About this task
Without changing anything, transcribe all of the entries.

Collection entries
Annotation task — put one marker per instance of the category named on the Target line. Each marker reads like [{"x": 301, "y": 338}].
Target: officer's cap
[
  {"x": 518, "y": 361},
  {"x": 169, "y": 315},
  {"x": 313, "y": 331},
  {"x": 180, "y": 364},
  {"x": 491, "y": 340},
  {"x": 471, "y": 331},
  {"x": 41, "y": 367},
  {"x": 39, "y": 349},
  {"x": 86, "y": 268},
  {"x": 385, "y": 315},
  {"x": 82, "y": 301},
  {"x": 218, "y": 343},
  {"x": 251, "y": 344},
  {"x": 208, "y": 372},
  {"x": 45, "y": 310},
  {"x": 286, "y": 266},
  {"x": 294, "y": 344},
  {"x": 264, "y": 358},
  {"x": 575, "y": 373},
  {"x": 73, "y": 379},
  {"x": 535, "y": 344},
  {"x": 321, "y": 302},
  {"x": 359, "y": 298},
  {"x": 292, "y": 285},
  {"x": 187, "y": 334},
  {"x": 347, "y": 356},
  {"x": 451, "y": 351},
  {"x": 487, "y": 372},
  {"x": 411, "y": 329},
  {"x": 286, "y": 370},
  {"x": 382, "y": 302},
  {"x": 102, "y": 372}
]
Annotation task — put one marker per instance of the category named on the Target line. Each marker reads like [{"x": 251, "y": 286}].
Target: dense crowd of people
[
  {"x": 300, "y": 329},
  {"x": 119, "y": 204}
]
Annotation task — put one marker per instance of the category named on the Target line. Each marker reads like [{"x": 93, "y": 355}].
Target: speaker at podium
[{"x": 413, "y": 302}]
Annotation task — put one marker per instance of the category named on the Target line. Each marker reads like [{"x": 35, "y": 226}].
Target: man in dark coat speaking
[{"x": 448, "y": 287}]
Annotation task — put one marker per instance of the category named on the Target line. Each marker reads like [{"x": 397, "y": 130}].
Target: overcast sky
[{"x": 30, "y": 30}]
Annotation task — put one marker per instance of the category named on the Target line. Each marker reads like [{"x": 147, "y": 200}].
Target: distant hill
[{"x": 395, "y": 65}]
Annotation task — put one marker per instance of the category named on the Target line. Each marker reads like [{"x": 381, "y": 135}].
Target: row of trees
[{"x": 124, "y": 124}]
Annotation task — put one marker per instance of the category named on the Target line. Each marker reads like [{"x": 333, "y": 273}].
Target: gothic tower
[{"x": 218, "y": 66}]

Written answer
Annotation task — put one marker per instance of the category named on the Target line. Each marker reads like [{"x": 301, "y": 338}].
Target: officer's cap
[
  {"x": 518, "y": 361},
  {"x": 169, "y": 315},
  {"x": 313, "y": 331},
  {"x": 180, "y": 364},
  {"x": 491, "y": 340},
  {"x": 471, "y": 331},
  {"x": 41, "y": 367},
  {"x": 39, "y": 349},
  {"x": 86, "y": 268},
  {"x": 385, "y": 315},
  {"x": 82, "y": 301},
  {"x": 218, "y": 343},
  {"x": 251, "y": 344},
  {"x": 208, "y": 372},
  {"x": 45, "y": 310},
  {"x": 286, "y": 266},
  {"x": 294, "y": 344},
  {"x": 264, "y": 358},
  {"x": 575, "y": 373},
  {"x": 73, "y": 379},
  {"x": 535, "y": 344},
  {"x": 321, "y": 302},
  {"x": 359, "y": 298},
  {"x": 292, "y": 285},
  {"x": 187, "y": 334},
  {"x": 347, "y": 356},
  {"x": 451, "y": 351},
  {"x": 487, "y": 372},
  {"x": 411, "y": 329},
  {"x": 286, "y": 370},
  {"x": 382, "y": 302},
  {"x": 102, "y": 372}
]
Annotation task — put one marker per instance of the category named on the Target line. Each marker reads like [{"x": 251, "y": 286}].
Target: dense crowd of people
[
  {"x": 300, "y": 329},
  {"x": 119, "y": 204}
]
Annotation task — put one marker per instance of the category named on the Target line. Each marker reads like [{"x": 93, "y": 355}].
Target: speaker at podium
[{"x": 413, "y": 302}]
Annotation task — put one marker per instance of the category named on the Target line. Each marker reads like [{"x": 35, "y": 226}].
Target: man in dark coat speaking
[{"x": 448, "y": 287}]
Annotation task — put one marker per instance of the category named on the Target line. Each marker reads like [{"x": 397, "y": 130}].
Target: overcast sky
[{"x": 30, "y": 30}]
Annotation task — put one marker per instance of the category named on the Target line. Each marker reads like [{"x": 147, "y": 200}].
Target: distant hill
[{"x": 395, "y": 65}]
Annotation task — put one marker per instance of the category named on the Target line. Each marker reads like [{"x": 381, "y": 135}].
Target: row of trees
[{"x": 124, "y": 124}]
Annotation task — put one marker per instance of the category named on the Target line. Each marker reads like [{"x": 333, "y": 273}].
Target: gothic tower
[{"x": 218, "y": 66}]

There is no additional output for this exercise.